SUPPLIED TEXT —
────────────────────────────────────────

A major question with this paper is the lack of colony data. Why did the authors provide no information on colony performance of the 55 hives in 2014? More importantly, why none for the 10 hives located on the York University campus on 2015 as that should have been easy to do? The authors measured a parameter called hygienic behavior (propensity to remove dead bees) in treated and untreated colonies, but there are no data on numbers of workers or dead bees – or on colony size, honey production and subsequent hive survival. (Note that the authors’ use of the term, hygienic behavior, differs from the definition often used by bee keepers in Ontario, which is the propensity to removed varroa mites from other bees.) This void contrast with the work of Pohorecka et al (2013) who measured various colony-level effects and found none – this despite the even larger exposures to clothianidin in pollen in their study.

The authors’ one-sentence conclusion: “Our findings indicate that chronic [neonicotinoid] exposure reduces the health of honey bee colonies near corn crops,” is belied by the fact that they provided no real measurements of colony health (queen vitality being the exception).

────────────────────────────────────────

REQUIRED TASKS —
1. List every kind of data that the honey bee paper critique says the authors gave no figures on, after its mention of hygienic behavior.
2. Answer these from the honey bee paper critique:
(a) How many hives were located on the York University campus in 2015?
(b) Whose 2013 work measured various colony-level effects and found none?
(c) Which measurement of colony health does the critique name as the exception?

DATASET —
────────────────────────────────────────

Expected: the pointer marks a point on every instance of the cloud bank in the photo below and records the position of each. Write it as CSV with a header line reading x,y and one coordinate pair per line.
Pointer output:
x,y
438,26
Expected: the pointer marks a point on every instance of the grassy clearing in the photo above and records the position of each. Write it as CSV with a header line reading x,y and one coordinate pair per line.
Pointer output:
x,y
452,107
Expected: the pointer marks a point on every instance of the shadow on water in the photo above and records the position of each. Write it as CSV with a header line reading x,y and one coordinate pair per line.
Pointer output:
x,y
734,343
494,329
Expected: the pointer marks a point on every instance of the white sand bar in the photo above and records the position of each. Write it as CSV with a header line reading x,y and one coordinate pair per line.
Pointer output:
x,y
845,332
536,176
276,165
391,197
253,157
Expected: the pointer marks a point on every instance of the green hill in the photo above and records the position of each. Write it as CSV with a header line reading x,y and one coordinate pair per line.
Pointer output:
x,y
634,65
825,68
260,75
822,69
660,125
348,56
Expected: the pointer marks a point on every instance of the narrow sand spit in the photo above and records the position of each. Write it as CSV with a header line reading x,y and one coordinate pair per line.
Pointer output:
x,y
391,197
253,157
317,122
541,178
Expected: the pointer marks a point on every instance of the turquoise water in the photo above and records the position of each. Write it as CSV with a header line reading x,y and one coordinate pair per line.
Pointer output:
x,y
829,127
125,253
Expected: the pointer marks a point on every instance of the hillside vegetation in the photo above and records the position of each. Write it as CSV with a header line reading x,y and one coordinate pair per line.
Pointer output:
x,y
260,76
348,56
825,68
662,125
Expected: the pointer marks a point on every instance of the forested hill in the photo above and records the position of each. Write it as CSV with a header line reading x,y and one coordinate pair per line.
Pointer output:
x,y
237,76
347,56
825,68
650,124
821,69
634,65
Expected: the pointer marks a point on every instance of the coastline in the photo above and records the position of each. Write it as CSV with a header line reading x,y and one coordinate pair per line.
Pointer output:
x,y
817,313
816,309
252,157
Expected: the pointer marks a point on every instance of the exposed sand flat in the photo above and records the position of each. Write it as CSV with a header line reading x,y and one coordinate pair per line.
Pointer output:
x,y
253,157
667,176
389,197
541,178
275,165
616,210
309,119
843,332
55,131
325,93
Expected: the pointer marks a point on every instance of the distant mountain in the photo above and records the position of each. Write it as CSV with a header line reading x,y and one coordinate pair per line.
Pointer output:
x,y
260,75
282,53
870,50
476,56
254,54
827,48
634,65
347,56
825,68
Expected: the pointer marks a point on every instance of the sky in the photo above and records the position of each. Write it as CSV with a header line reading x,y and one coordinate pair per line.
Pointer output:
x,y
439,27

────────────────────────────────────────

ANSWERS TO EACH TASK —
1.
- Numbers of workers
- Numbers of dead bees
- Colony size
- Honey production
- Subsequent hive survival

2.
(a) 10 hives.
(b) Pohorecka et al.
(c) Queen vitality.